• EXERCISE DESCRIPTION: Print each entry below precisely as shown.

• STUDY MATERIAL:
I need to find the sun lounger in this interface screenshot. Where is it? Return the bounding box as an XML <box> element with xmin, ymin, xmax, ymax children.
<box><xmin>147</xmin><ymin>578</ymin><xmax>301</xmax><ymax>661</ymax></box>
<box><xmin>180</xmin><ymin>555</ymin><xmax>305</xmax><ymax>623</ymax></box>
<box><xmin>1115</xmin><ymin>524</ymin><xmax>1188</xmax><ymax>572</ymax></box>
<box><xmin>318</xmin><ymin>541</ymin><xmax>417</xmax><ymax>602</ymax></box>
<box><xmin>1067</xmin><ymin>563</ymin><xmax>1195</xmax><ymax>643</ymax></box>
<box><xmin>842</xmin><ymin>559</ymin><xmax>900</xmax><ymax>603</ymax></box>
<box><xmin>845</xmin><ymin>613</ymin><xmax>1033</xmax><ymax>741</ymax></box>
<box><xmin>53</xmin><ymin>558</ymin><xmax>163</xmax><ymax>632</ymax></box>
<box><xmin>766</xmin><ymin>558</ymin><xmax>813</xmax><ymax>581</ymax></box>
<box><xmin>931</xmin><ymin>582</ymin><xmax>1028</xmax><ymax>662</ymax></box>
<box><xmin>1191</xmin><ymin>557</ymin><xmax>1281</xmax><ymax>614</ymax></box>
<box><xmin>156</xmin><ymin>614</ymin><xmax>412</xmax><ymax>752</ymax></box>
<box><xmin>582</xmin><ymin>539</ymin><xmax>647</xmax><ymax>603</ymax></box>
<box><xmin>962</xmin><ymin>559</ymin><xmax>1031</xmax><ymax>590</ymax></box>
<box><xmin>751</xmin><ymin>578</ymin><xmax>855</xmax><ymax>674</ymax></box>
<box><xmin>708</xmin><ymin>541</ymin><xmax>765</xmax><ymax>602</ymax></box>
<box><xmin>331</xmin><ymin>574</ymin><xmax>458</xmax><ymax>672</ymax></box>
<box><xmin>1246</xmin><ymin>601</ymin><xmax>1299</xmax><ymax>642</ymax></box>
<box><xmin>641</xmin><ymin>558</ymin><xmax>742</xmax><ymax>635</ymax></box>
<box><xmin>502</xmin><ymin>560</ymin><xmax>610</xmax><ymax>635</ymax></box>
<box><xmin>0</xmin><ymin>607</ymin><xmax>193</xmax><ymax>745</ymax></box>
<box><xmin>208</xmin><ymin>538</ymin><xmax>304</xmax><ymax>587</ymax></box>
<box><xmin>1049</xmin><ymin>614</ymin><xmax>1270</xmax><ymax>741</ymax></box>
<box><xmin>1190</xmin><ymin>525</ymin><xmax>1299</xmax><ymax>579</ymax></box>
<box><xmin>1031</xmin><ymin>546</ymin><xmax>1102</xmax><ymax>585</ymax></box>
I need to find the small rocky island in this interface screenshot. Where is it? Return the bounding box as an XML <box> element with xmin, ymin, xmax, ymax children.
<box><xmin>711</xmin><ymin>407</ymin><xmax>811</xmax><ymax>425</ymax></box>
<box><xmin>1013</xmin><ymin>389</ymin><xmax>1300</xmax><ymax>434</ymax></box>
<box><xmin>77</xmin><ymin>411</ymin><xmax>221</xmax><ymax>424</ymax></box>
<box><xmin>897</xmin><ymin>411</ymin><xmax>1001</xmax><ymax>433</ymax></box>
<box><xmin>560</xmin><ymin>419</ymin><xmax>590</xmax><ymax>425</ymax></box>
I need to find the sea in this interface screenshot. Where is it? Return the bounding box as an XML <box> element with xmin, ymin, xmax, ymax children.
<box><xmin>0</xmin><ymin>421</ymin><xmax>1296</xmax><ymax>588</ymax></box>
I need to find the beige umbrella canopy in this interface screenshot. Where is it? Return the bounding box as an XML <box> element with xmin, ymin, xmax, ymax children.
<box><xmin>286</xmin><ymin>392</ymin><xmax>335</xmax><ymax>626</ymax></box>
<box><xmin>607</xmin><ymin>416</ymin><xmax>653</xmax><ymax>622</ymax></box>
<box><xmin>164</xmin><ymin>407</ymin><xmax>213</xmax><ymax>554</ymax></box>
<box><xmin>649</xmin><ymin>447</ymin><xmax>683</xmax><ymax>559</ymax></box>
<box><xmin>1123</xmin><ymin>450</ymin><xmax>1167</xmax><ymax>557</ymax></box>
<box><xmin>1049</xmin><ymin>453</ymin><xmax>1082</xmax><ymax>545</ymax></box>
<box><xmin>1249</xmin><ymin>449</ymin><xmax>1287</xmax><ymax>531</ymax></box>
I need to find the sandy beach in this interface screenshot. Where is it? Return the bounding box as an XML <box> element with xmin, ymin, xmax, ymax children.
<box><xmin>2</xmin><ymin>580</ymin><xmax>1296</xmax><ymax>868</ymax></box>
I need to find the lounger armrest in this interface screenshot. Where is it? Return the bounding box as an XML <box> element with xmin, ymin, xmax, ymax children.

• YOUR SOLUTION:
I need to find the sun lounger in this interface screenshot. Where is it? Return the bounding box as an XML <box> element with xmin, ymin, xmax, ymax children.
<box><xmin>147</xmin><ymin>578</ymin><xmax>301</xmax><ymax>661</ymax></box>
<box><xmin>180</xmin><ymin>555</ymin><xmax>305</xmax><ymax>623</ymax></box>
<box><xmin>1115</xmin><ymin>524</ymin><xmax>1188</xmax><ymax>572</ymax></box>
<box><xmin>318</xmin><ymin>541</ymin><xmax>417</xmax><ymax>602</ymax></box>
<box><xmin>1067</xmin><ymin>563</ymin><xmax>1195</xmax><ymax>643</ymax></box>
<box><xmin>842</xmin><ymin>559</ymin><xmax>900</xmax><ymax>603</ymax></box>
<box><xmin>845</xmin><ymin>613</ymin><xmax>1033</xmax><ymax>741</ymax></box>
<box><xmin>53</xmin><ymin>558</ymin><xmax>163</xmax><ymax>632</ymax></box>
<box><xmin>766</xmin><ymin>558</ymin><xmax>813</xmax><ymax>581</ymax></box>
<box><xmin>931</xmin><ymin>582</ymin><xmax>1028</xmax><ymax>662</ymax></box>
<box><xmin>1191</xmin><ymin>557</ymin><xmax>1281</xmax><ymax>614</ymax></box>
<box><xmin>156</xmin><ymin>614</ymin><xmax>412</xmax><ymax>752</ymax></box>
<box><xmin>582</xmin><ymin>539</ymin><xmax>647</xmax><ymax>603</ymax></box>
<box><xmin>962</xmin><ymin>559</ymin><xmax>1031</xmax><ymax>590</ymax></box>
<box><xmin>751</xmin><ymin>578</ymin><xmax>855</xmax><ymax>674</ymax></box>
<box><xmin>708</xmin><ymin>541</ymin><xmax>765</xmax><ymax>602</ymax></box>
<box><xmin>331</xmin><ymin>574</ymin><xmax>458</xmax><ymax>672</ymax></box>
<box><xmin>1246</xmin><ymin>601</ymin><xmax>1299</xmax><ymax>642</ymax></box>
<box><xmin>641</xmin><ymin>558</ymin><xmax>742</xmax><ymax>635</ymax></box>
<box><xmin>502</xmin><ymin>560</ymin><xmax>610</xmax><ymax>635</ymax></box>
<box><xmin>0</xmin><ymin>607</ymin><xmax>193</xmax><ymax>745</ymax></box>
<box><xmin>208</xmin><ymin>538</ymin><xmax>304</xmax><ymax>587</ymax></box>
<box><xmin>1049</xmin><ymin>614</ymin><xmax>1270</xmax><ymax>741</ymax></box>
<box><xmin>1190</xmin><ymin>525</ymin><xmax>1299</xmax><ymax>579</ymax></box>
<box><xmin>1031</xmin><ymin>546</ymin><xmax>1102</xmax><ymax>585</ymax></box>
I need to find the small rocky island in this interface screenshot. Where is it? Return the bounding box as an XML <box> element with xmin, ymin, xmax, ymax children.
<box><xmin>711</xmin><ymin>407</ymin><xmax>811</xmax><ymax>425</ymax></box>
<box><xmin>1013</xmin><ymin>389</ymin><xmax>1300</xmax><ymax>434</ymax></box>
<box><xmin>77</xmin><ymin>411</ymin><xmax>221</xmax><ymax>424</ymax></box>
<box><xmin>897</xmin><ymin>411</ymin><xmax>1001</xmax><ymax>433</ymax></box>
<box><xmin>560</xmin><ymin>419</ymin><xmax>590</xmax><ymax>425</ymax></box>
I need to find the sea in this interface screenshot. Where is it? Return the bounding box as an XML <box> element with xmin, ymin, xmax, ymax children.
<box><xmin>0</xmin><ymin>421</ymin><xmax>1296</xmax><ymax>588</ymax></box>
I need to find the beige umbrella canopy in this interface screenshot. Where is it? Return the bounding box as an XML <box> element with xmin, ymin, xmax, ymax children.
<box><xmin>286</xmin><ymin>392</ymin><xmax>335</xmax><ymax>626</ymax></box>
<box><xmin>607</xmin><ymin>416</ymin><xmax>653</xmax><ymax>622</ymax></box>
<box><xmin>164</xmin><ymin>407</ymin><xmax>213</xmax><ymax>554</ymax></box>
<box><xmin>649</xmin><ymin>447</ymin><xmax>683</xmax><ymax>559</ymax></box>
<box><xmin>1123</xmin><ymin>450</ymin><xmax>1167</xmax><ymax>557</ymax></box>
<box><xmin>1049</xmin><ymin>453</ymin><xmax>1082</xmax><ymax>545</ymax></box>
<box><xmin>1249</xmin><ymin>449</ymin><xmax>1287</xmax><ymax>531</ymax></box>
I need to find the sandy beach in this interface screenshot. Where is it? Return the bounding box as an XML <box> element with xmin, ymin, xmax, ymax children.
<box><xmin>2</xmin><ymin>580</ymin><xmax>1296</xmax><ymax>868</ymax></box>
I need to find the lounger armrest in this interface screenshot. Where is it? Return the bounding box as an XML <box> element with xmin, ymin, xmax, ymax children.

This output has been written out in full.